# Why upgrade machine to 220v



## leftcoaster (Jan 1, 2016)

I know that 220 opens up the possibility of larger motors. But suppose I have a machine that comes wired for 110 and for which I have enough amps to not worry about tripping a breaker.

What's the argument for making the 220v upgrade in this case? Do things run cooler with lower amperage?


----------



## jonah (May 15, 2009)

Assuming that the wire is sized appropriately, there is no good argument for changing to 240V. With the right size wire, heat is not an issue.


----------



## rad457 (Jun 15, 2013)

I assumed lower operating cost as around here we are charged by the KWh, so fewer amps used? When I switched a few machines to 220v they seem to start/run smoother.


----------



## TheFridge (May 1, 2014)

Operating costs will be the same.

Lower amperage is a plus.

[Dataset rows showing where objects appear]

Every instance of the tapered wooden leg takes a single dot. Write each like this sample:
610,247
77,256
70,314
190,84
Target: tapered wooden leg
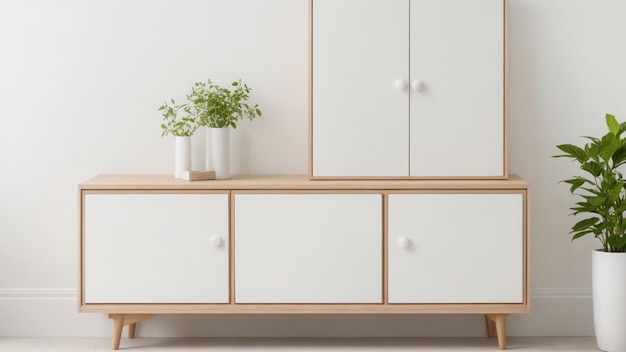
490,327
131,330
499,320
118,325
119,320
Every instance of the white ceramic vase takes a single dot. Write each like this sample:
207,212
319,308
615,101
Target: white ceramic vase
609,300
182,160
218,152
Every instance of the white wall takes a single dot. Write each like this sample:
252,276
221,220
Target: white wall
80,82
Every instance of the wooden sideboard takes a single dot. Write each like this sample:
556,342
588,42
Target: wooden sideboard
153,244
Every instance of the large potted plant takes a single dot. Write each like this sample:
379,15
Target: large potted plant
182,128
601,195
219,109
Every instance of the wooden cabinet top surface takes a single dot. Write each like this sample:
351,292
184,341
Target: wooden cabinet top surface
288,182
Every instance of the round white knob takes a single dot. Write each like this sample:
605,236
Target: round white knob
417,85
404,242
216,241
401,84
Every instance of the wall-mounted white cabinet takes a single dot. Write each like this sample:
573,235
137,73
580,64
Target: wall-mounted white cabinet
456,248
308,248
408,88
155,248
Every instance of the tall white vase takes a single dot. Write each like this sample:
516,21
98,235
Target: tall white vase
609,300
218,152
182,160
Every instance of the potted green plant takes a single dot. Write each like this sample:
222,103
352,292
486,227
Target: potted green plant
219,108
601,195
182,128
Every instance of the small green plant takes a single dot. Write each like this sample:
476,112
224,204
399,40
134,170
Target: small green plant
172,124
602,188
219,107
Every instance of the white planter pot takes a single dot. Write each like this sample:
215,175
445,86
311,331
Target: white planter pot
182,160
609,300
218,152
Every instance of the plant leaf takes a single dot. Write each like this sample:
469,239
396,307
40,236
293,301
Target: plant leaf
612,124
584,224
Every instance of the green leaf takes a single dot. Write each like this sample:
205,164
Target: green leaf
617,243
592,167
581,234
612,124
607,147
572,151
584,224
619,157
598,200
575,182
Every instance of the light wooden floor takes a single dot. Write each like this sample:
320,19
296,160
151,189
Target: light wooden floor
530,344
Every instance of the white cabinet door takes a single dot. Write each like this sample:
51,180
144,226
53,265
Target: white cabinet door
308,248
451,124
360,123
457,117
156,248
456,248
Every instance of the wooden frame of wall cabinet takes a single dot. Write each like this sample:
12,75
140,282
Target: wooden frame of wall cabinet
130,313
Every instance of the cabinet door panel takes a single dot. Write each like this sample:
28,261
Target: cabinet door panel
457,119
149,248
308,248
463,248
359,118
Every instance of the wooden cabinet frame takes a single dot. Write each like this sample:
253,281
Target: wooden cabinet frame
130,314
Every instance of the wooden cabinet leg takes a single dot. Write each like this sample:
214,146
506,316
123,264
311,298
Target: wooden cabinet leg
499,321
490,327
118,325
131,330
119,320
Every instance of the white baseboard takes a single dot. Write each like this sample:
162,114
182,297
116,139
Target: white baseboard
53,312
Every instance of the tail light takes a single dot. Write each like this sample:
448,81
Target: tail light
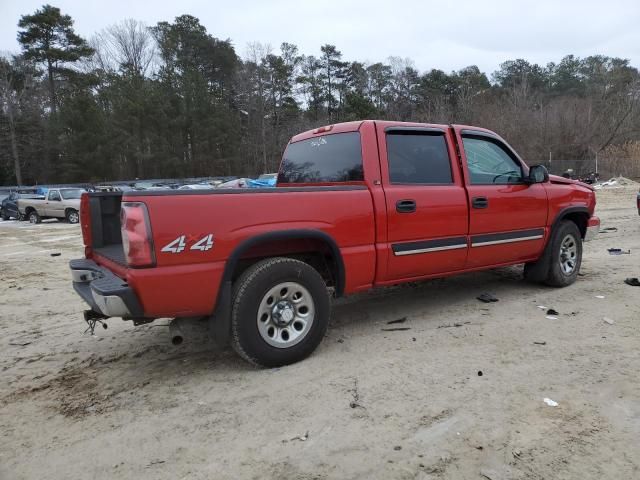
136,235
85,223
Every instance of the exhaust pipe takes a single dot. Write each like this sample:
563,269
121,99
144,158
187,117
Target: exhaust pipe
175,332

--

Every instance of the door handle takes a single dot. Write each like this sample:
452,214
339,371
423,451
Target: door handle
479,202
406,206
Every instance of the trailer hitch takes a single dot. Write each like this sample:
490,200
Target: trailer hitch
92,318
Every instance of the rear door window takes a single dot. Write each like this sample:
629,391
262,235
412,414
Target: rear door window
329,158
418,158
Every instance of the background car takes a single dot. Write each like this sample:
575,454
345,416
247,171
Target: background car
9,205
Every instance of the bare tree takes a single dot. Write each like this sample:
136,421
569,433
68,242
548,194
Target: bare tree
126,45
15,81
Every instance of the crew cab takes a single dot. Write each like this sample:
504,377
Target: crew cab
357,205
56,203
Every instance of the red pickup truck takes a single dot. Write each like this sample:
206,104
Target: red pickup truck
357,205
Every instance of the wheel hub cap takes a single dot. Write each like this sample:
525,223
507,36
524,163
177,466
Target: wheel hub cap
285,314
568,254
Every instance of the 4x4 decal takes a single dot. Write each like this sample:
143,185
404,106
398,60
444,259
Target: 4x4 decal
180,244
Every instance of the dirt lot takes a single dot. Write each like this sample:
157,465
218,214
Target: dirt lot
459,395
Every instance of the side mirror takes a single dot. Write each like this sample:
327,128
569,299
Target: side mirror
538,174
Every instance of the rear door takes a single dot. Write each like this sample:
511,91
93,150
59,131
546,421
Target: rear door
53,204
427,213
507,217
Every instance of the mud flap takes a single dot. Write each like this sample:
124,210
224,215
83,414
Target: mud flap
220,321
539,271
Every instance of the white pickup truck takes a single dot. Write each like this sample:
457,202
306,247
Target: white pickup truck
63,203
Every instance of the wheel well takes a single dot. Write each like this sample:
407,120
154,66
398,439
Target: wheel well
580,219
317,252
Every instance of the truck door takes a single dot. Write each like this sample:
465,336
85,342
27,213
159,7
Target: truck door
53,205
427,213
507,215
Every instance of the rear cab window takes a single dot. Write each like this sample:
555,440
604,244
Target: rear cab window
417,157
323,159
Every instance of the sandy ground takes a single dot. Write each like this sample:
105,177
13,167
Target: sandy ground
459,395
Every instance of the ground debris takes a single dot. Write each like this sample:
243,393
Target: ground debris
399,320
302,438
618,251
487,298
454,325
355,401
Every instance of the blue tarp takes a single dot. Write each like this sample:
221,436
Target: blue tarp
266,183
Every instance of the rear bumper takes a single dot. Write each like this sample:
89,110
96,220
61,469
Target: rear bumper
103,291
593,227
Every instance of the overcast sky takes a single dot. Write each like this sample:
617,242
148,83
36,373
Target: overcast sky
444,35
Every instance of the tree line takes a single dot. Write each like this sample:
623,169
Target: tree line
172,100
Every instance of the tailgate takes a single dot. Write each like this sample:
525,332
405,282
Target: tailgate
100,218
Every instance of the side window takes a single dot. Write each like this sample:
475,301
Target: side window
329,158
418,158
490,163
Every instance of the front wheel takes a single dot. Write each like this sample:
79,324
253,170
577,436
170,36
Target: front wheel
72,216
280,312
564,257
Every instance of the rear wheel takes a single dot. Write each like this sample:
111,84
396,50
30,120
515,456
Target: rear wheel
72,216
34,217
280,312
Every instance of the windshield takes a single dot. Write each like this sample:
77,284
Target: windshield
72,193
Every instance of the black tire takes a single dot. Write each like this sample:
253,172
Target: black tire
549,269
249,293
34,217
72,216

**Stated exercise 1**
Repeat the part of the forum thread on 220v upgrades starting at "## rad457 (Jun" and ending at "amperage is a plus.".
**Stated exercise 2**
Extract each line of the entries that contains the word "exhaust".
The forum thread and the entries were taken from separate sources.

**Written reply 1**
## rad457 (Jun 15, 2013)

I assumed lower operating cost as around here we are charged by the KWh, so fewer amps used? When I switched a few machines to 220v they seem to start/run smoother.


----------



## TheFridge (May 1, 2014)

Operating costs will be the same.

Lower amperage is a plus.

**Written reply 2**
Every instance of the exhaust pipe takes a single dot. Write each like this sample:
Target: exhaust pipe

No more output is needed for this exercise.